Reproduce verbatim the rows beginning with the line containing "Every instance of the wooden" and ending with the line containing "Target: smaller wooden hut", including both of those lines. Omit the pictures from your reproduction.
● ● ●
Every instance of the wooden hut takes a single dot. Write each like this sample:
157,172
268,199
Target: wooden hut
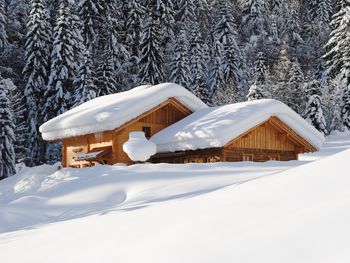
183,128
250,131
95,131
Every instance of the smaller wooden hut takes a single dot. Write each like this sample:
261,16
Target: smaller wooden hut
● ● ●
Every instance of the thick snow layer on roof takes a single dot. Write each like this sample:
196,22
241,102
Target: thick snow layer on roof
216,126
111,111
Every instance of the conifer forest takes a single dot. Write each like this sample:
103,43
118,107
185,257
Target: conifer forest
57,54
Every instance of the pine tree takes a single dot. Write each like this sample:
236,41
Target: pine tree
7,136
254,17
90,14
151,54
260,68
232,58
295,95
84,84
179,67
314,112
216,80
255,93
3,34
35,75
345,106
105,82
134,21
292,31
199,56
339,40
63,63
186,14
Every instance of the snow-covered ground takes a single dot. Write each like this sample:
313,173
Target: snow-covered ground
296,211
● ● ●
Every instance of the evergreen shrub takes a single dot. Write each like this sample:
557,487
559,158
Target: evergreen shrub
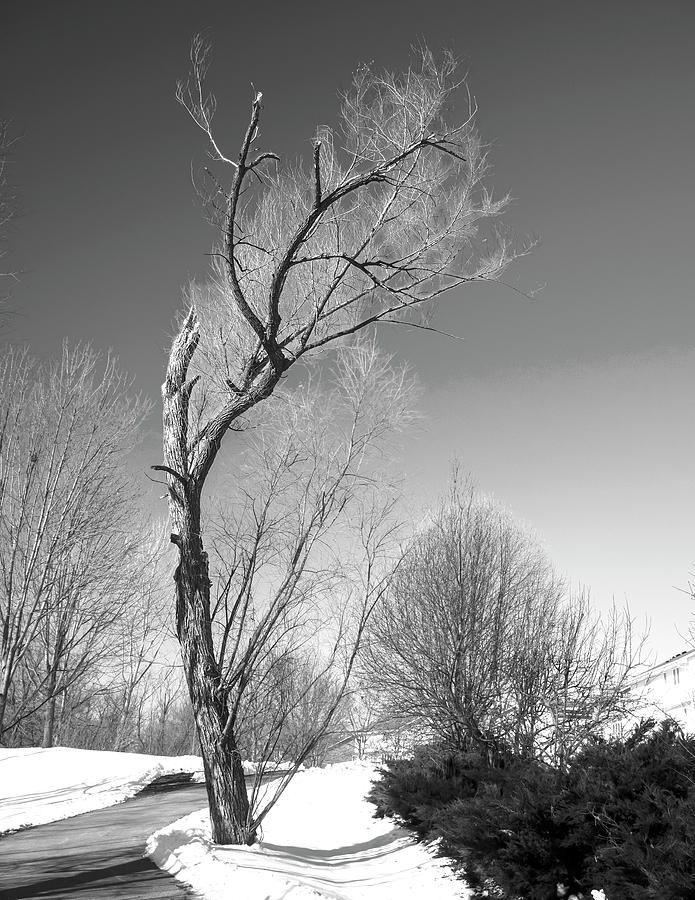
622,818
● ● ●
* WRITTEN SOLUTION *
Every instance of the wooden hut takes a single dot. Write each like this sample:
157,172
268,199
Target: wooden hut
183,128
250,131
95,131
Every instance of the smaller wooden hut takes a single dot. Write each like this sample:
261,16
Target: smaller wooden hut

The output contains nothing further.